◆ **Referring expression data**:
◆ ◆ ◆

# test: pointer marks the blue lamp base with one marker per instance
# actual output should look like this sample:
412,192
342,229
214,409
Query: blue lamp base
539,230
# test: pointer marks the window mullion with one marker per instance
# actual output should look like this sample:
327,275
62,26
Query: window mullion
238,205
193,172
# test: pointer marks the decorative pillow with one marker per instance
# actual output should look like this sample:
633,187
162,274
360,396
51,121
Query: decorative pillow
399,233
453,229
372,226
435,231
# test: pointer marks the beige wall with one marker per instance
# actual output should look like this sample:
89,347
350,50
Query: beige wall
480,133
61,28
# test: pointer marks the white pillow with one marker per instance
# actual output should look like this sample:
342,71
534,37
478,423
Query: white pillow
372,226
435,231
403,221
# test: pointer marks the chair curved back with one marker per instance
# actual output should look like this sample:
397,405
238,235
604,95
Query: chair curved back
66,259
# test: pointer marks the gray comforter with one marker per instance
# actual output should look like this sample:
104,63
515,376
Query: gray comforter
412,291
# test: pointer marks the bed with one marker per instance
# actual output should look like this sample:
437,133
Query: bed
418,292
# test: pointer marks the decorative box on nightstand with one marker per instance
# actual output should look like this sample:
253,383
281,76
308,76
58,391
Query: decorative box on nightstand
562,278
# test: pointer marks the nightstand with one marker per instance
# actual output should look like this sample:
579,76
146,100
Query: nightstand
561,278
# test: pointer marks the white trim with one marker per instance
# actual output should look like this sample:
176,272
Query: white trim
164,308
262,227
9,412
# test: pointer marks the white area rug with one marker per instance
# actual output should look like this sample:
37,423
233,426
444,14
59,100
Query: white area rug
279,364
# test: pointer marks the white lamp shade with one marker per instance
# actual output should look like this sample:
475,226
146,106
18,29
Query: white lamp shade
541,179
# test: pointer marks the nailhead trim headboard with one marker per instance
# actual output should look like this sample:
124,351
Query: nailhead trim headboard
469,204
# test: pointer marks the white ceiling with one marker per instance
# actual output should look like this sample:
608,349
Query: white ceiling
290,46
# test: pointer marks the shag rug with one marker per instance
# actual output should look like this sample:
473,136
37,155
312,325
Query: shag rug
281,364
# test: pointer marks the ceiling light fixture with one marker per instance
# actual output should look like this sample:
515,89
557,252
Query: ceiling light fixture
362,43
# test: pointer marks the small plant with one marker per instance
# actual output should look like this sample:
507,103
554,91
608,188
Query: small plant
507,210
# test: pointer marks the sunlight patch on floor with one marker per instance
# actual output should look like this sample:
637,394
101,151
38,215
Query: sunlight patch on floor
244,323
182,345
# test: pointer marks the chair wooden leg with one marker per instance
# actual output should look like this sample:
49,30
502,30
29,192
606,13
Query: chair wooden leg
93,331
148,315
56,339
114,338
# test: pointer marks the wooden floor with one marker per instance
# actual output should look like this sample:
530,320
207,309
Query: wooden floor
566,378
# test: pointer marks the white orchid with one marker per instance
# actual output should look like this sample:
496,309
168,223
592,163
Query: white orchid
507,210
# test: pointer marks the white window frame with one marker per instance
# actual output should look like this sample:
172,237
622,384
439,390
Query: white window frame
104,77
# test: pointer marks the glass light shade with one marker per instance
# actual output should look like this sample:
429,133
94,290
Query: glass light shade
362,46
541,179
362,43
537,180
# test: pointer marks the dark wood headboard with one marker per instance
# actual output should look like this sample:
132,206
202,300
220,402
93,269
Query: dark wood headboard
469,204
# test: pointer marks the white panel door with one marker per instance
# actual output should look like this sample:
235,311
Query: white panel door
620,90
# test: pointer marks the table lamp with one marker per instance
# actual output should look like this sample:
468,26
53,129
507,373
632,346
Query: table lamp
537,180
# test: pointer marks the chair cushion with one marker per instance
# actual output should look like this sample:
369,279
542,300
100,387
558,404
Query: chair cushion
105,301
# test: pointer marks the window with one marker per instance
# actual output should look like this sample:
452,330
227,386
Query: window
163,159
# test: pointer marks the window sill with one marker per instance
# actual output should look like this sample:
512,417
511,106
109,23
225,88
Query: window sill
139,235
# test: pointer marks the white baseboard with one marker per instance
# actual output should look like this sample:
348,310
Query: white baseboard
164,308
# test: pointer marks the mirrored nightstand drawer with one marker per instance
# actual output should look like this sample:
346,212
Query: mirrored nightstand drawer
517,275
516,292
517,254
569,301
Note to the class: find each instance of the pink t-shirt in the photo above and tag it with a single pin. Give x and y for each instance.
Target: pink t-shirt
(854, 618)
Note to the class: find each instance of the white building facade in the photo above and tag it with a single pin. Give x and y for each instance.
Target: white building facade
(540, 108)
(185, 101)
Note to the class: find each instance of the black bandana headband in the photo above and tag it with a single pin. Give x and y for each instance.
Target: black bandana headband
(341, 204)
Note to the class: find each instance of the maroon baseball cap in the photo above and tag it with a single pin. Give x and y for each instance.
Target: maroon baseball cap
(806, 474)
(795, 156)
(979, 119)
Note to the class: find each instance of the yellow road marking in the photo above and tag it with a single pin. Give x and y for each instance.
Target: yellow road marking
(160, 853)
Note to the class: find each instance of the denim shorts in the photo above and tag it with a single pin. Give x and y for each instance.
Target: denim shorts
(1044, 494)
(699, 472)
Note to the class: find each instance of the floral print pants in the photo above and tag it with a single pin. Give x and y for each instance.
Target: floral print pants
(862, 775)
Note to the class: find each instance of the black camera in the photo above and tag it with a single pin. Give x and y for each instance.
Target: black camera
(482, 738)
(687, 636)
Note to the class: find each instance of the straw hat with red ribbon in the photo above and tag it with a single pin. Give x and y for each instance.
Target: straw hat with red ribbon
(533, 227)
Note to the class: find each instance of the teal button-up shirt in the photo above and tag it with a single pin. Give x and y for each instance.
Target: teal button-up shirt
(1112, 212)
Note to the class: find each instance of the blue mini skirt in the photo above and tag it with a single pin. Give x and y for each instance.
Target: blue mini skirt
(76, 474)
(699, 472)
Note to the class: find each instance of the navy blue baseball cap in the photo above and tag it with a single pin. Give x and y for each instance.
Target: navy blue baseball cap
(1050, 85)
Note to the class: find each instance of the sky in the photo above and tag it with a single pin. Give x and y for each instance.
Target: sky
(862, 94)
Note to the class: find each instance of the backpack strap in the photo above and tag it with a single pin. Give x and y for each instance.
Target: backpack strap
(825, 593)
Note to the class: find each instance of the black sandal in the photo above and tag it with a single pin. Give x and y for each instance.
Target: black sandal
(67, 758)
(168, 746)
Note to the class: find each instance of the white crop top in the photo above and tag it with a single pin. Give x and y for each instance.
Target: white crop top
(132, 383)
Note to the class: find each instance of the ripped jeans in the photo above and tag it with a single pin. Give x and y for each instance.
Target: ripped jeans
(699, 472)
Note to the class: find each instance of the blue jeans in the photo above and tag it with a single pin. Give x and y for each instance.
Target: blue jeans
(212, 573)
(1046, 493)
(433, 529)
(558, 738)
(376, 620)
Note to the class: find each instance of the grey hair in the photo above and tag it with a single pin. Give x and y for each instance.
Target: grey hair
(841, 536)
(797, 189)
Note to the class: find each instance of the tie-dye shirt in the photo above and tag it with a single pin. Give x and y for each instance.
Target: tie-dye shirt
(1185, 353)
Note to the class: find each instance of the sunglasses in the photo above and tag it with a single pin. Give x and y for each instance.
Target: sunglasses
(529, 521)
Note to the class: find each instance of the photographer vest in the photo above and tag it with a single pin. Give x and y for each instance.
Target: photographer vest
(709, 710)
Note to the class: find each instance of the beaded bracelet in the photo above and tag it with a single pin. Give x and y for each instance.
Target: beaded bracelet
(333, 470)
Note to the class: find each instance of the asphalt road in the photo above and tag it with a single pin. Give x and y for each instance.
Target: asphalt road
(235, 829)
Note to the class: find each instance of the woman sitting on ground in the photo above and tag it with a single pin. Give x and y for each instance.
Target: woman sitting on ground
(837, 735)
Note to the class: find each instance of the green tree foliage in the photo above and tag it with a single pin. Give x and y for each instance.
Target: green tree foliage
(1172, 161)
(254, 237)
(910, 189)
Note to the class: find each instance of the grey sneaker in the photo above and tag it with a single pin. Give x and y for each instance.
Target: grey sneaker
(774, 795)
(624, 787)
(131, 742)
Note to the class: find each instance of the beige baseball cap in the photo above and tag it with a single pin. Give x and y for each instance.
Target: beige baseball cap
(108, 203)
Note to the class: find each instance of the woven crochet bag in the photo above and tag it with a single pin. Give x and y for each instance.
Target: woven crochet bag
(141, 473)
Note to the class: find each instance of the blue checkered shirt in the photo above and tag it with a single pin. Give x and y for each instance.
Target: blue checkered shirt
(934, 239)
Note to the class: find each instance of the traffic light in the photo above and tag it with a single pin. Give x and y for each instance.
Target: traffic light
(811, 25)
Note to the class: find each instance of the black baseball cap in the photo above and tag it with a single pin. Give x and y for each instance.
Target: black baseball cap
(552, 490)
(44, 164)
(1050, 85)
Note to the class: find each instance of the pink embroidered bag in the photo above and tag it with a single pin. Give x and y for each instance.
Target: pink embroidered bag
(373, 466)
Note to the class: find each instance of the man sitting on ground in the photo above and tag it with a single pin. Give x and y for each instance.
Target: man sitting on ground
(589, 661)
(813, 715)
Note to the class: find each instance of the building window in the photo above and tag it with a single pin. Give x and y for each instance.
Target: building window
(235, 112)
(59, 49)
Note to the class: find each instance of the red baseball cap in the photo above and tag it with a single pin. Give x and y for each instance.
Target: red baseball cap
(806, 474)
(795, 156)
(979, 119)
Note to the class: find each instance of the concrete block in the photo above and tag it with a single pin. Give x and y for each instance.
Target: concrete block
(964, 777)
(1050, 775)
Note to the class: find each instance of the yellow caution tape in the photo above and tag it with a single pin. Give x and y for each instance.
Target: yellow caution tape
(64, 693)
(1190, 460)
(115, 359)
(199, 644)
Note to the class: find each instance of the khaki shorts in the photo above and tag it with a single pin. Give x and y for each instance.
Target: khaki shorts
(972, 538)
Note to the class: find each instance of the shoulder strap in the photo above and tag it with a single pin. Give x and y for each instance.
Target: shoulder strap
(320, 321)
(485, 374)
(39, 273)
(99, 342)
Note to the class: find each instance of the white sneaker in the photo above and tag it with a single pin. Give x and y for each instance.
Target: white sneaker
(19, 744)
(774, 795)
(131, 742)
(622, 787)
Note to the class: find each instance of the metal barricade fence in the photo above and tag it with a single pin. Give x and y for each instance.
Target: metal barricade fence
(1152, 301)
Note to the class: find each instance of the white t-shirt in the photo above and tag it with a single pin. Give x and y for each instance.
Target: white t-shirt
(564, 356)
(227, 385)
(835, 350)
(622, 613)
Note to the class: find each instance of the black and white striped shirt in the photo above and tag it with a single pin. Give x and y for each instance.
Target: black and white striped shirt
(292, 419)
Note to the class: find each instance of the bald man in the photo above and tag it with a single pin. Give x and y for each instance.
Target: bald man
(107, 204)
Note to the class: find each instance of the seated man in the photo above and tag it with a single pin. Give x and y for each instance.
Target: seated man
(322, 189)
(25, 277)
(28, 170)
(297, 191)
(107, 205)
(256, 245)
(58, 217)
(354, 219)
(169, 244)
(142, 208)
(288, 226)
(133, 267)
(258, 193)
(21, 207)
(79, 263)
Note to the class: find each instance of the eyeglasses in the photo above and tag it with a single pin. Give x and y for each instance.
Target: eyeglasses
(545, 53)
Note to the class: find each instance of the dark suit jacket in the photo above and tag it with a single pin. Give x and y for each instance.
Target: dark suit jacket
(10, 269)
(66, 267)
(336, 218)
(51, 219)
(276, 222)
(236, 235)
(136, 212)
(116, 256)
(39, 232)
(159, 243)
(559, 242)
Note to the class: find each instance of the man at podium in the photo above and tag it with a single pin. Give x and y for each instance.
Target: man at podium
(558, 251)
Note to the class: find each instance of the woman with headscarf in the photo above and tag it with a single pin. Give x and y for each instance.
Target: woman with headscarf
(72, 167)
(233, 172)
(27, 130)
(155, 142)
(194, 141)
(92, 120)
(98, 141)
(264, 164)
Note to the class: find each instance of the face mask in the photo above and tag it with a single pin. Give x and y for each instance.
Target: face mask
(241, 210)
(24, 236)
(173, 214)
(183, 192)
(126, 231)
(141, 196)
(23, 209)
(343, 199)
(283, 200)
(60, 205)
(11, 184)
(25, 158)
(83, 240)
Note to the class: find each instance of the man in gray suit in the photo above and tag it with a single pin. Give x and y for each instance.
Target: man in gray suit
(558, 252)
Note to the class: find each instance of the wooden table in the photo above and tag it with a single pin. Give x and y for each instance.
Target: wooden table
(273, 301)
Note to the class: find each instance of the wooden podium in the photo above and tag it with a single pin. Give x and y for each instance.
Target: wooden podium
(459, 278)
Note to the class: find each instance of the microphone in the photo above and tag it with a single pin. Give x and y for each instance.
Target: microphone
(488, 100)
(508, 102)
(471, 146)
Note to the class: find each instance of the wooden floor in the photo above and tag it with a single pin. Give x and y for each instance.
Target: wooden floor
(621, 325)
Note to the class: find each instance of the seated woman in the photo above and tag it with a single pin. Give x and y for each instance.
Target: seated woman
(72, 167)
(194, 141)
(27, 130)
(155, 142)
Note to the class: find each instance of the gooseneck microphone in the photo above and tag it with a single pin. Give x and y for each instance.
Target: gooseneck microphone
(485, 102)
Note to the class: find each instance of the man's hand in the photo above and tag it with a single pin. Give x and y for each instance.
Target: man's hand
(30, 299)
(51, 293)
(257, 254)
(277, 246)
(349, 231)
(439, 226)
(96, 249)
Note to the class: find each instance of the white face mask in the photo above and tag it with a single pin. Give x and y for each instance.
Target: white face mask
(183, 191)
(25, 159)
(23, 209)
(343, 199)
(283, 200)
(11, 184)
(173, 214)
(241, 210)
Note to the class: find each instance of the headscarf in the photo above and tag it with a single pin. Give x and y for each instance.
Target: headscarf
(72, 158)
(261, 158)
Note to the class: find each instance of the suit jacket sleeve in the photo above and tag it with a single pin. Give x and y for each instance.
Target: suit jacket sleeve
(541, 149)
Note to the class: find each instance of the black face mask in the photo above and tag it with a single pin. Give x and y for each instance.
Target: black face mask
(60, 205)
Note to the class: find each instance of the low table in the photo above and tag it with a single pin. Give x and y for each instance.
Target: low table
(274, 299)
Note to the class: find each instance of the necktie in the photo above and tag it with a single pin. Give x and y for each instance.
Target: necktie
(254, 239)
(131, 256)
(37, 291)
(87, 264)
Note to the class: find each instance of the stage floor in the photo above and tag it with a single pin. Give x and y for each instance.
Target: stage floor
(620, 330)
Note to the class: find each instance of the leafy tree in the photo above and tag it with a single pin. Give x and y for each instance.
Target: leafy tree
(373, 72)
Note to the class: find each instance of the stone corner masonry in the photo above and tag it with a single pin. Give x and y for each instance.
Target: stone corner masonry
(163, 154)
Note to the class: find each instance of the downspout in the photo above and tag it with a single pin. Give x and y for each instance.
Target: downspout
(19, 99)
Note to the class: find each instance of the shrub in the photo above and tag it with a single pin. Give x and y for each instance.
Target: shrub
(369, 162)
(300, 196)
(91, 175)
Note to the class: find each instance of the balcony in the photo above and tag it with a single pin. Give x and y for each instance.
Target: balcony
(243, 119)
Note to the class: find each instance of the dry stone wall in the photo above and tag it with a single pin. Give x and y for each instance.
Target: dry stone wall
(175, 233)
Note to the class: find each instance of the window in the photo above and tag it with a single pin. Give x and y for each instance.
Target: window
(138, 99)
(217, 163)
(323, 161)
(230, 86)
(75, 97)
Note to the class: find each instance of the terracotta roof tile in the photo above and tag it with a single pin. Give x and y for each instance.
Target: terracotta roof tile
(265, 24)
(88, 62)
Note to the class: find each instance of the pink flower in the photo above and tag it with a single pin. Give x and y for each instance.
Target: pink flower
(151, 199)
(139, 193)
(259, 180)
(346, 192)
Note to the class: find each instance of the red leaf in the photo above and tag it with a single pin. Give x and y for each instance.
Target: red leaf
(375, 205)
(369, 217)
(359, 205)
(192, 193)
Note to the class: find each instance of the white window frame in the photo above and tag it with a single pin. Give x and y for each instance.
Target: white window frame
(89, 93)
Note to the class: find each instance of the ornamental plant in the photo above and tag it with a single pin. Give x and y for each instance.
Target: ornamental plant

◆ ◆ ◆

◆ **The problem**:
Filter the records for the word "ornamental" and show every line that has it.

◆ **The completed task**:
Note to the class: find each instance of the ornamental plant in the photo above and tag it with a single pin. Give x and y for each instance.
Target: ornamental plant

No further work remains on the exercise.